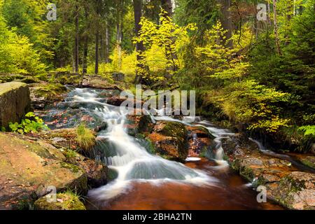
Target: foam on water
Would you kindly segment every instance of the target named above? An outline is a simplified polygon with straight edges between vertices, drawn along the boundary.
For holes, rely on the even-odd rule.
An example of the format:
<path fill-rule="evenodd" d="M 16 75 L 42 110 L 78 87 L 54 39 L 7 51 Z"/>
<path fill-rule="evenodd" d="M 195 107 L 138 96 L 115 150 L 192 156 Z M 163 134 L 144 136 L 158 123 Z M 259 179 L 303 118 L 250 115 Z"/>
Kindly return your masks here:
<path fill-rule="evenodd" d="M 89 197 L 104 200 L 111 199 L 127 191 L 133 181 L 146 181 L 153 184 L 172 181 L 198 186 L 214 186 L 218 183 L 216 178 L 201 170 L 148 153 L 136 139 L 127 134 L 124 127 L 125 114 L 119 107 L 98 102 L 95 92 L 76 89 L 69 95 L 72 97 L 68 99 L 68 102 L 85 102 L 100 106 L 85 109 L 90 110 L 90 114 L 106 122 L 107 129 L 99 133 L 99 138 L 110 143 L 115 148 L 115 155 L 106 158 L 104 160 L 107 162 L 108 168 L 117 172 L 117 178 L 103 187 L 90 190 Z"/>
***
Can you write out the entries again with "foam on water" switched to "sea foam", changing nothing else and omitting the pictures?

> _THE OUTPUT_:
Target: sea foam
Would you kindly segment every instance of the target named above? An outline is a simplified polygon with straight edges between vertices, drawn along the boundary.
For holes, rely on the even-odd rule.
An example of the format:
<path fill-rule="evenodd" d="M 16 75 L 42 110 L 78 87 L 54 39 L 7 51 Z"/>
<path fill-rule="evenodd" d="M 195 107 L 138 96 L 115 150 L 192 156 Z M 163 134 L 144 136 L 158 123 Z M 259 179 L 303 118 L 250 115 Z"/>
Kindly return your masks here:
<path fill-rule="evenodd" d="M 89 197 L 104 200 L 111 199 L 127 191 L 133 181 L 146 181 L 153 184 L 172 181 L 198 186 L 214 186 L 218 183 L 216 178 L 201 170 L 148 153 L 136 139 L 127 134 L 124 127 L 125 114 L 119 107 L 98 102 L 95 92 L 76 89 L 69 95 L 72 97 L 68 99 L 68 102 L 85 102 L 100 106 L 85 109 L 90 110 L 90 114 L 106 122 L 107 129 L 99 133 L 99 138 L 110 143 L 115 148 L 115 155 L 106 158 L 104 160 L 107 162 L 108 168 L 117 172 L 117 178 L 103 187 L 90 190 Z"/>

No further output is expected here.